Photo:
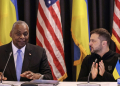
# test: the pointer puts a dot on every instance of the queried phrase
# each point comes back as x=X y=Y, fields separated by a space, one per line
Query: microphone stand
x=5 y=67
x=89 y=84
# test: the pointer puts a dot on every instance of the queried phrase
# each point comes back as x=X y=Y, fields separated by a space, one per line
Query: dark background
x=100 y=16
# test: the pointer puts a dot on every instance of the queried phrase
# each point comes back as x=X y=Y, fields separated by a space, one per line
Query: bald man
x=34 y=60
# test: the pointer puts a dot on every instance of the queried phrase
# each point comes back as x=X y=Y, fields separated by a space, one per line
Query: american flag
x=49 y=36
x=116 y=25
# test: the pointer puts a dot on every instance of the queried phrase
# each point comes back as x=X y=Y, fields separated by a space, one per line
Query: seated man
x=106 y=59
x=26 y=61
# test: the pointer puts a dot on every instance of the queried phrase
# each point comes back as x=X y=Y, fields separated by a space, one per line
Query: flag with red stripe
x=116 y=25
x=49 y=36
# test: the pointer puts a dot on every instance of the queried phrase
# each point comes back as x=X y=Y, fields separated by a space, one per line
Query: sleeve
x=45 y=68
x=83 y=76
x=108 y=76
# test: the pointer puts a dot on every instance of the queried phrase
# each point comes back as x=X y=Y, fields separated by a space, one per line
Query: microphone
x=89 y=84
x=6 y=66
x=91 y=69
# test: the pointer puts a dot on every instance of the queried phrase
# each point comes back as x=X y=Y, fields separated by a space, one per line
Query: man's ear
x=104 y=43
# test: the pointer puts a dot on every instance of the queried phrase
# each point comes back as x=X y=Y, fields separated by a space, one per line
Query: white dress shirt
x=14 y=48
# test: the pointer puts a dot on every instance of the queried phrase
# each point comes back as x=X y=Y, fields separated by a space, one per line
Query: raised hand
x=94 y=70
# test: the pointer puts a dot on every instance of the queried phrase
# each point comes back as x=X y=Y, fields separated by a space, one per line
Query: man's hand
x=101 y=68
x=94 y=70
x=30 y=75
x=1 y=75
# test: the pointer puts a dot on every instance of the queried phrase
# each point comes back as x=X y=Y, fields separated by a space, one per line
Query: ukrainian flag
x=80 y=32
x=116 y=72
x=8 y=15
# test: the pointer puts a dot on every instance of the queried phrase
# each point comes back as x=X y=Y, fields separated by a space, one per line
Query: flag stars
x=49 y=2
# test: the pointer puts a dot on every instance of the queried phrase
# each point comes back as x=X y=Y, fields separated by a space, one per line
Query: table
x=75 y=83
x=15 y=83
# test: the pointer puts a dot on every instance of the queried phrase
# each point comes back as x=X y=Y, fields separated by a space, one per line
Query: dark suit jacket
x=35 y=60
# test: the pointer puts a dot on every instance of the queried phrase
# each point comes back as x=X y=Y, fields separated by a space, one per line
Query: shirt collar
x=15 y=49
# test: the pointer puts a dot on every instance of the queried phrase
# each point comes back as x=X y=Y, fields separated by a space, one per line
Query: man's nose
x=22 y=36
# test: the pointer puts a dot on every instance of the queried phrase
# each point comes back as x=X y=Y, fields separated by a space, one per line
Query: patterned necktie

▶ _WORK ITEM_
The records above are to be transcribed in full, with images omitted.

▶ _RESPONSE FOR THIS EXERCISE_
Photo:
# test: the pointer puts a dot on every instance of the queried phrase
# each point comes back as x=X y=Y, fields separated by a space, one per line
Query: microphone stand
x=5 y=67
x=89 y=84
# test: the pointer puts a dot on every instance of the queried phrase
# each point comes back as x=X y=Y, fields separated by a space, one per line
Query: dark background
x=100 y=16
# test: the pointer puts a dot on every instance of the queried phrase
# each point comes back as x=X y=Y, fields separated by a space, one per line
Query: bald man
x=34 y=60
# test: the pointer puts a dot on every instance of the queried phrase
# each point comes back as x=X y=Y, fields separated by a space, one per line
Query: american flag
x=49 y=36
x=116 y=25
# test: the pointer puts a dot on every instance of the queried phrase
# each point comes back as x=X y=Y, fields separated by a space, one per line
Query: seated man
x=106 y=59
x=26 y=61
# test: the pointer puts a dot on every instance of the queried phrase
# each point comes back as x=X y=Y, fields separated by a space, one per line
Query: flag with red stripe
x=116 y=25
x=49 y=36
# test: the pointer puts a dot on every instance of the queried phrase
# each point comes back as x=X y=Y, fields separated by a space, one per line
Query: sleeve
x=45 y=68
x=83 y=76
x=108 y=76
# test: the pointer puts a dot on every instance of the queried phrase
# each point comes back as x=X y=Y, fields separated by a space, one per line
Query: microphone
x=89 y=84
x=6 y=66
x=91 y=69
# test: the pointer puts a dot on every instance of the queried phrase
# each point comes back as x=X y=Y, fields separated by a space, one per line
Query: man's ear
x=104 y=43
# test: the pointer puts a dot on every instance of the queried phrase
# each point comes back as x=X y=Y, fields separated by a space, one per line
Query: white dress shirt
x=14 y=48
# test: the pointer puts a dot on every instance of the queried phrase
# each point comes back as x=X y=Y, fields separated by a space, one per line
Query: raised hand
x=94 y=70
# test: the pointer puts a dot on every instance of the queried phrase
# each point comes back as x=X y=Y, fields separated by a space, one per line
Query: man's hand
x=101 y=68
x=94 y=70
x=30 y=75
x=1 y=75
# test: the pointer puts a dot on every instance of the queried phrase
# each point comes back as x=X y=Y, fields separated by a space, one per line
Query: ukrainian flag
x=80 y=32
x=116 y=72
x=8 y=15
# test: the pointer puts a dot on every instance of the queried phrase
# each point comes back as x=X y=Y, fields separated by a space, one per line
Query: flag stars
x=49 y=2
# test: the pointer puts a dot on every instance of the queried phrase
# each point comes back as x=X y=Y, fields separated by a space, one per line
Query: table
x=75 y=83
x=15 y=83
# test: the pointer puts a dot on every instance of the queried phrase
# each point comes back as x=X y=Y, fields separated by a space, one per line
Query: dark suit jacket
x=35 y=60
# test: the pointer puts a dot on every instance of the queried phrase
# each point comes back as x=X y=Y, fields separated by a space, one per line
Query: shirt collar
x=15 y=49
# test: the pointer puts a dot on every instance of the queried phrase
# each point comes back as x=X y=Y, fields separated by a space, one per line
Query: man's nose
x=22 y=36
# test: the pointer puts a dot on every instance of the queried phrase
# each point comes back as x=X y=Y, fields separated by a space, one per line
Query: patterned necktie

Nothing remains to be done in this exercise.